- [EXERCISE DIRECTIONS]: What is the number of lines in this listing that include the string "jacket"? Answer with that number by itself.
-------- DATA TO PROCESS --------
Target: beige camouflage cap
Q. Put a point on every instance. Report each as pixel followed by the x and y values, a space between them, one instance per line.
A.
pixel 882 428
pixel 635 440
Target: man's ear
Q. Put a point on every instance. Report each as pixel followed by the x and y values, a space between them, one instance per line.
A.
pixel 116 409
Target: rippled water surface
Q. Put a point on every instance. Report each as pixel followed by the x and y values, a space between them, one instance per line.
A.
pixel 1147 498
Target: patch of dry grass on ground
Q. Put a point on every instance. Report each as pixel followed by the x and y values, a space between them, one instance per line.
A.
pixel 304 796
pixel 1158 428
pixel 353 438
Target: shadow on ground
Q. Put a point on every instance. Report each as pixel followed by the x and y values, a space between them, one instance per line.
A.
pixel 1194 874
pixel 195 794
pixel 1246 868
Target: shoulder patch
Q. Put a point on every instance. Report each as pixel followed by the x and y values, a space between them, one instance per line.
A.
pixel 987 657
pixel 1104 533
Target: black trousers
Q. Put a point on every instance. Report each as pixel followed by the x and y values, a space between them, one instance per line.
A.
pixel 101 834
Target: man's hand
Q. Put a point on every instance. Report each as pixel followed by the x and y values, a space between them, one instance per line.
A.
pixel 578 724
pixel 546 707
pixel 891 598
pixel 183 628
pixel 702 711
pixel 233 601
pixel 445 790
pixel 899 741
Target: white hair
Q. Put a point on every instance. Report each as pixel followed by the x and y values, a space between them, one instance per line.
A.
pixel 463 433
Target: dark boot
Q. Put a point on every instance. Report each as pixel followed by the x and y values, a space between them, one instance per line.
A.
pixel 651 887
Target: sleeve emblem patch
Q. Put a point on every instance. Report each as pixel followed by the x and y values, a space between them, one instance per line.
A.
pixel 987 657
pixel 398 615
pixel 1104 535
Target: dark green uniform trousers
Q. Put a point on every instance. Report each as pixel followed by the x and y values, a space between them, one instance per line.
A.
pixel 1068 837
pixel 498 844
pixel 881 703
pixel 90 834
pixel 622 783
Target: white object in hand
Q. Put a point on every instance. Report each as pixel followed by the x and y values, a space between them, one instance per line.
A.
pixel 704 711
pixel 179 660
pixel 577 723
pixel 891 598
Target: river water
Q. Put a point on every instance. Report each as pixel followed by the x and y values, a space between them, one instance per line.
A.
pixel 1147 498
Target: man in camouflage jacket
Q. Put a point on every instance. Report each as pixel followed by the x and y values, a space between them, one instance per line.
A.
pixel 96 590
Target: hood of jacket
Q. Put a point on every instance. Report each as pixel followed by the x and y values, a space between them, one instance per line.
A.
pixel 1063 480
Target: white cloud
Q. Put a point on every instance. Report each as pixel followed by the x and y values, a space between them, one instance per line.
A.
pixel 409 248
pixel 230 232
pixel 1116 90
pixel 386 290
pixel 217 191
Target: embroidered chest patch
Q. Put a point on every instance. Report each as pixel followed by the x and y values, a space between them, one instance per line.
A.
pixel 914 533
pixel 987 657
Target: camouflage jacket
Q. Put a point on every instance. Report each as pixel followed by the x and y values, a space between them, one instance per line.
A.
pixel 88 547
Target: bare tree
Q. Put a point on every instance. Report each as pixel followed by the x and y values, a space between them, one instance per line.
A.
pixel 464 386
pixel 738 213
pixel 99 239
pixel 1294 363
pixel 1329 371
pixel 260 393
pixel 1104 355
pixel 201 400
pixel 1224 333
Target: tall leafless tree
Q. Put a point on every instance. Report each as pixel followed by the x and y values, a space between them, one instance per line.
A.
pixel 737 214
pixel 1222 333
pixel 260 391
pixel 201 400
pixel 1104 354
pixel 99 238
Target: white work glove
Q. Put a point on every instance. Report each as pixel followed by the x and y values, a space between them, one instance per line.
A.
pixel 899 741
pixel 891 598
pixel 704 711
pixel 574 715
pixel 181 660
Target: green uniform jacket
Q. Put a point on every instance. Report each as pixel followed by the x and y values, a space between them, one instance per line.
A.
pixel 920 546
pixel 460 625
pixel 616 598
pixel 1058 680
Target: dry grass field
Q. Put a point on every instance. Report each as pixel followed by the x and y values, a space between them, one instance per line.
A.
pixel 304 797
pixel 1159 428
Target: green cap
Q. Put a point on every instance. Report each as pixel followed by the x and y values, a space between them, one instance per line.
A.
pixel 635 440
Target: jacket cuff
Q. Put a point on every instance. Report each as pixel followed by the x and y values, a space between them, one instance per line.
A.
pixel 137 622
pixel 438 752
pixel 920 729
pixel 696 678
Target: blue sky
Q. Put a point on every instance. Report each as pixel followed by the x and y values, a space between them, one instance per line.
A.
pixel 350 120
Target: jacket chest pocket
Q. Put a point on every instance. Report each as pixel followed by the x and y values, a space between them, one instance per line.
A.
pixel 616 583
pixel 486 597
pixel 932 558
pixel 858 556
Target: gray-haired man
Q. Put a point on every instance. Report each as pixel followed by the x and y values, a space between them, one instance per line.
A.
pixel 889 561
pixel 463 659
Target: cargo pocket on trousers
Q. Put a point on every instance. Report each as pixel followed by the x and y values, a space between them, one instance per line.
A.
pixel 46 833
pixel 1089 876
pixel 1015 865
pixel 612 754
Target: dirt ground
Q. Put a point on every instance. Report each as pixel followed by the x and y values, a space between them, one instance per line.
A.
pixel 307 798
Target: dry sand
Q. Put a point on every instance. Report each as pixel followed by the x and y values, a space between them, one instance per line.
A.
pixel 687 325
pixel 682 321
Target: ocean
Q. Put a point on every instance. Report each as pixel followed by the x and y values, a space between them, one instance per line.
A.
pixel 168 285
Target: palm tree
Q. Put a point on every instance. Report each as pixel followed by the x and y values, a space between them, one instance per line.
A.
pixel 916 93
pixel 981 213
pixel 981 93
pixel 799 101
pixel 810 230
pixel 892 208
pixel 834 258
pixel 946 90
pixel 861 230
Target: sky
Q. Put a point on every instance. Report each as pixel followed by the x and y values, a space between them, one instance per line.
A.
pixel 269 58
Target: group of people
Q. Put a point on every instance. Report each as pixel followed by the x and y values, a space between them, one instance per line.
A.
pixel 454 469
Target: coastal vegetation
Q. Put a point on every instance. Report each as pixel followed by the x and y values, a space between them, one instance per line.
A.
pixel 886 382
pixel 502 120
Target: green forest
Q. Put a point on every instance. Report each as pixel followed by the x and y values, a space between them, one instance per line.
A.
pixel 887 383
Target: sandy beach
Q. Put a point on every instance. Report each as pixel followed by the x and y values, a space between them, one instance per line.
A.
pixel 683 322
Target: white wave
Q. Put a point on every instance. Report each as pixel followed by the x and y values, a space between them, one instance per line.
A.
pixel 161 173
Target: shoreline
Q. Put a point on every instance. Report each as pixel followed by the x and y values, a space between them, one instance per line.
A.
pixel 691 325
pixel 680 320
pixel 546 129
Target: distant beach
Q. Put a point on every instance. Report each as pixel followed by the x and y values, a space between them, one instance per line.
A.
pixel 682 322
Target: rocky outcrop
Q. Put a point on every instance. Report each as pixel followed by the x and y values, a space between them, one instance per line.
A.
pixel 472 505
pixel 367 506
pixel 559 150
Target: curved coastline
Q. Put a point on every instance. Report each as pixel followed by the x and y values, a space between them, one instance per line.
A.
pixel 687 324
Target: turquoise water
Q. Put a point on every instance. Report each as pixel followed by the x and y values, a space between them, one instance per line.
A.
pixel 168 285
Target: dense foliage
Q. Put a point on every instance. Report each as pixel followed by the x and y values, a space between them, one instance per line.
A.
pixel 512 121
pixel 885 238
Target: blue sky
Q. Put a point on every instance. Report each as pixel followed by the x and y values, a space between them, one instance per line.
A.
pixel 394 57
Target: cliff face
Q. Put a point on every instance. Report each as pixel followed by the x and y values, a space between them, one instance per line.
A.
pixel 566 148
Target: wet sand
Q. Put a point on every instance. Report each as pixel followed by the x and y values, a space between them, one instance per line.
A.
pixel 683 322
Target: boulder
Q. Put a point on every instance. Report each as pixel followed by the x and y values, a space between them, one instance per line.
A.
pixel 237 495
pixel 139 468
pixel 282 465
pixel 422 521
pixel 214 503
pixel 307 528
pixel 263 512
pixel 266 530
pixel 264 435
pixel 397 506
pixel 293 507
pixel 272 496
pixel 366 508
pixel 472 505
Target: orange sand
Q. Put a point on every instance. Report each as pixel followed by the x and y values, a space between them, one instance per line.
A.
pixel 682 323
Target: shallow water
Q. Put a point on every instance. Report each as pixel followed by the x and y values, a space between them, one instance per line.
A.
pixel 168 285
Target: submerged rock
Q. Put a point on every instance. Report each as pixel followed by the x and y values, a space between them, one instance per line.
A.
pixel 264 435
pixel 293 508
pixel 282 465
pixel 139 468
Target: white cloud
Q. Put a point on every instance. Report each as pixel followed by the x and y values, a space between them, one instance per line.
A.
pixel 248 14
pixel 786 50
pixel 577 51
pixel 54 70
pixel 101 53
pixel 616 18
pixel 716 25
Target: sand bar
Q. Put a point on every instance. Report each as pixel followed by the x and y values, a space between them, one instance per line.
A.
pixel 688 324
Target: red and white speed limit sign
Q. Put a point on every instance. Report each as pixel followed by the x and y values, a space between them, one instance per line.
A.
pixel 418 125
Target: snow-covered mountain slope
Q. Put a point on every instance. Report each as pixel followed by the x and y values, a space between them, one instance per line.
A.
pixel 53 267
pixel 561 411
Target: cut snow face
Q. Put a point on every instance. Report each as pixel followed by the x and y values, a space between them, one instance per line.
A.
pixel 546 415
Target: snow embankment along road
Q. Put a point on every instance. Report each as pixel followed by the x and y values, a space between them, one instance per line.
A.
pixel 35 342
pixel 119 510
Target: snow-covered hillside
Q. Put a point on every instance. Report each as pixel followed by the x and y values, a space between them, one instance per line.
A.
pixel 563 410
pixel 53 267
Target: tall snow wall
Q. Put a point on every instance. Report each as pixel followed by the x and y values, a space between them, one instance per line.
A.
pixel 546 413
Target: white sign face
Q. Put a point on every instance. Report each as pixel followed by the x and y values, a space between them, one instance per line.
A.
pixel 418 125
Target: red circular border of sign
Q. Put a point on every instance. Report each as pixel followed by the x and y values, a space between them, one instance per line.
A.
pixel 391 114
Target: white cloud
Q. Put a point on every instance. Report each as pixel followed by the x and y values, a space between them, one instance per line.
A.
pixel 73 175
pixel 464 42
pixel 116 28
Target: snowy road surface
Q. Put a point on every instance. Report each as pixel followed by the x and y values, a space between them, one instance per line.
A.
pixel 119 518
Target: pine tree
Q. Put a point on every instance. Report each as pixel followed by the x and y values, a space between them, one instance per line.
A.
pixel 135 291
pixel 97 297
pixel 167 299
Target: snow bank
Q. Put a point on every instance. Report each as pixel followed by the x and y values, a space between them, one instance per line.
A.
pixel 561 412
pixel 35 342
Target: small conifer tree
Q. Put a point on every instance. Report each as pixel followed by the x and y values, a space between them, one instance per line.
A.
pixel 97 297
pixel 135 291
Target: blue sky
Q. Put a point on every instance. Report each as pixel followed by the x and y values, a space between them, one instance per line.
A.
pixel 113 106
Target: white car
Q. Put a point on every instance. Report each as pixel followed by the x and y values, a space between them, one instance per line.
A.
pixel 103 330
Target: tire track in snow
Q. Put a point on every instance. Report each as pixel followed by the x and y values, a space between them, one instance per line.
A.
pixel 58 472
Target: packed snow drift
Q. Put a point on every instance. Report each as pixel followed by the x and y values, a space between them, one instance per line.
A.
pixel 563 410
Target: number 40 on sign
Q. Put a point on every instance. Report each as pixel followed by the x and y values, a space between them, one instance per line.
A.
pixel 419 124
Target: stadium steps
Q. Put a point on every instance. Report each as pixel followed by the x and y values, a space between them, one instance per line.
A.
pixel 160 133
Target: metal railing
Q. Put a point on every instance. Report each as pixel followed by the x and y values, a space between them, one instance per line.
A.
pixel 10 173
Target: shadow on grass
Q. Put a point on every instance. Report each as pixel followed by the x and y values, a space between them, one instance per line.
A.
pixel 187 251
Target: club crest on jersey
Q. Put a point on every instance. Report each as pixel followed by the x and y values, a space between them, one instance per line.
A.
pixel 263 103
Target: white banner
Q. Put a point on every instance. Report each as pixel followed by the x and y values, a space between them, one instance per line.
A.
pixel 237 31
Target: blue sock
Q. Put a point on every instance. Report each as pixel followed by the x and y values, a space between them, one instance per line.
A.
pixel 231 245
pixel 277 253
--------
- [OUTPUT OF THE EXERCISE]: 6